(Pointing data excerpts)
— START —

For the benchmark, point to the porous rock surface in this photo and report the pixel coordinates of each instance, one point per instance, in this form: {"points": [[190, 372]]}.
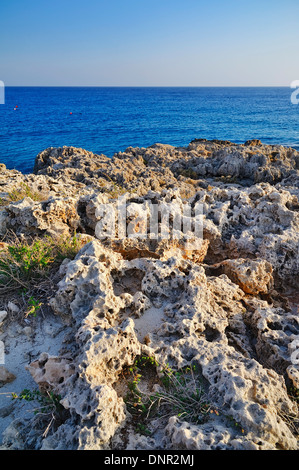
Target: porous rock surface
{"points": [[228, 305]]}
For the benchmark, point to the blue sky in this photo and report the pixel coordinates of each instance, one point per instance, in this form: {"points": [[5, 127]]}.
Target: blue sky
{"points": [[149, 43]]}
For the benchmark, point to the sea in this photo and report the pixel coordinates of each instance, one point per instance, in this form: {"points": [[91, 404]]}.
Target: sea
{"points": [[107, 120]]}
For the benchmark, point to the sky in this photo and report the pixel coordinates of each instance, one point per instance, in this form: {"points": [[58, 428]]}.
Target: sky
{"points": [[149, 43]]}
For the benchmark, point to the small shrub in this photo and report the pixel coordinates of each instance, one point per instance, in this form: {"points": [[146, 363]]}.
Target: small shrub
{"points": [[23, 264], [180, 392]]}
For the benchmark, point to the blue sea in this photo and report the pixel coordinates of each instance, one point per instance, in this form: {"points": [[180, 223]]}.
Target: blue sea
{"points": [[107, 120]]}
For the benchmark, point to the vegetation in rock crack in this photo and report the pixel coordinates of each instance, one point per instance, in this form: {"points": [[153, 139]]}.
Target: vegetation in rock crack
{"points": [[28, 269], [178, 392], [48, 409], [22, 262]]}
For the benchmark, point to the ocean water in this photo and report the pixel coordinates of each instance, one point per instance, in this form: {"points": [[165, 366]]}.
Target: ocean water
{"points": [[108, 120]]}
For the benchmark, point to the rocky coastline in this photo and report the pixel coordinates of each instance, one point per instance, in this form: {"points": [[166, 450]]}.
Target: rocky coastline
{"points": [[106, 338]]}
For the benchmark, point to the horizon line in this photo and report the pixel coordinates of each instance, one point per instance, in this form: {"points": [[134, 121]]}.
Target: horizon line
{"points": [[146, 86]]}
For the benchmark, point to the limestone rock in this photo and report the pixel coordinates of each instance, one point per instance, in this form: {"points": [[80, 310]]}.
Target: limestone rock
{"points": [[5, 376]]}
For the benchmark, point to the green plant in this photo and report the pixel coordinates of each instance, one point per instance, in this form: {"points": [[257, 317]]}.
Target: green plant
{"points": [[179, 392], [49, 407], [33, 306], [23, 263]]}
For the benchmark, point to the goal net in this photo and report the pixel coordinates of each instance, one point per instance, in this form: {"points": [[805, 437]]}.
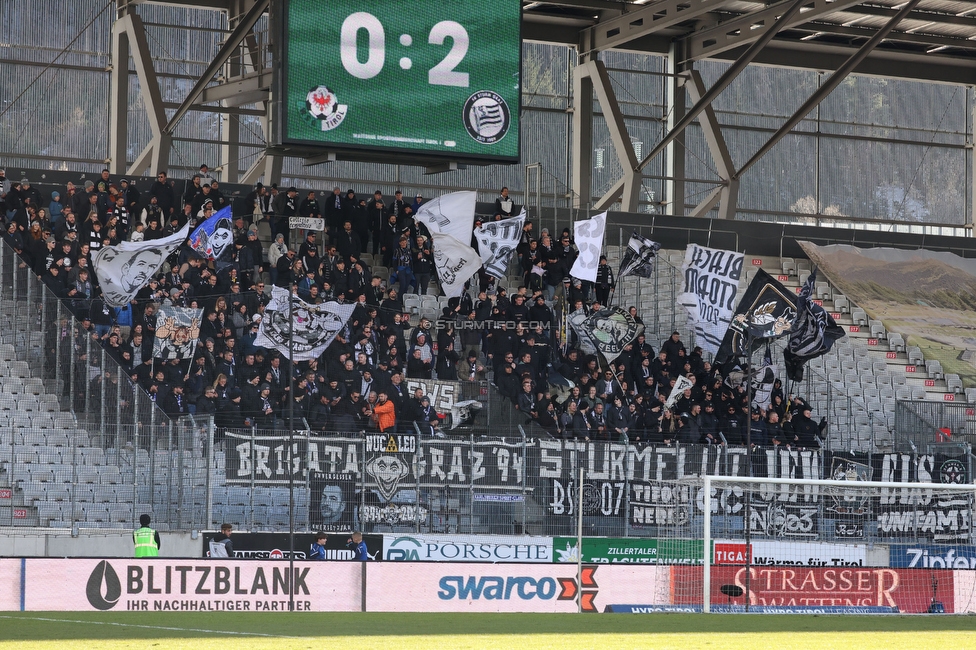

— END —

## Aim
Change "in this photo" to "in this image" everywhere it occurs in the lines above, keeping everything else the same, and leave the pictures out when you write the lines out again.

## Final result
For the benchmark, point to the porous rock surface in this image and report the pixel coordinates of each instance, one point per instance, in this form: {"points": [[190, 372]]}.
Target: porous rock surface
{"points": [[228, 305]]}
For the benchmark, point to the blue sky in this image and report the pixel coordinates of each instance, one point per instance, in this form: {"points": [[5, 127]]}.
Target: blue sky
{"points": [[149, 43]]}
For the benchmark, point to the sea in this image and report the pixel coordinates of each instance, one point per instance, in this form: {"points": [[91, 404]]}.
Target: sea
{"points": [[107, 120]]}
For the benchmark, point to the sky in this image and report the pixel coordinates of each instance, one point per instance, in this form: {"points": [[58, 428]]}.
Target: sky
{"points": [[149, 43]]}
For the benchmark, point to the small shrub in this image and report the pixel coordinates of each instance, one point per instance, in this form: {"points": [[146, 363]]}.
Target: small shrub
{"points": [[23, 264], [180, 392]]}
For the benchmark, point to the blue sea in this image and report the pixel coordinates of each instance, one point per instance, in this form: {"points": [[180, 223]]}.
Target: blue sea
{"points": [[107, 120]]}
For the benchmark, point to the vegetation in rock crack in this image and report the pixel coordinates of each instance, one point per instance, in this form: {"points": [[153, 139]]}.
Target: vegetation in rock crack
{"points": [[28, 269], [178, 392], [48, 409], [22, 262]]}
For the benchmark, point to the ocean water in this image and report the pixel coordinates of each instance, one point per instance, in this form: {"points": [[165, 366]]}.
Target: ocean water
{"points": [[108, 120]]}
For the benchmark, point to the rocky coastline in this image and report the pixel coordinates of each instance, one point per instance, in this form: {"points": [[166, 450]]}.
Target: rocky coastline
{"points": [[106, 338]]}
For the benchmark, point to the horizon line in this image and report the pixel coordinates of each instance, one point per instance, in this form: {"points": [[134, 121]]}.
Target: horizon line
{"points": [[146, 86]]}
For the benchmark, point to the limestone rock in this image and report the pixel coordinates of each instance, one point per instance, in this form: {"points": [[80, 310]]}.
Target: limestone rock
{"points": [[5, 376]]}
For the benchmark, point to the green plant in this image and report the pixel coordinates of each instance, one point per instance, in this form: {"points": [[257, 317]]}.
Target: green plant
{"points": [[179, 392], [49, 407], [33, 306], [23, 263]]}
For the benchmark, point to the goal net in this image and report the pixel coordinates of each instance, one point per instance, in this form: {"points": [[805, 437]]}.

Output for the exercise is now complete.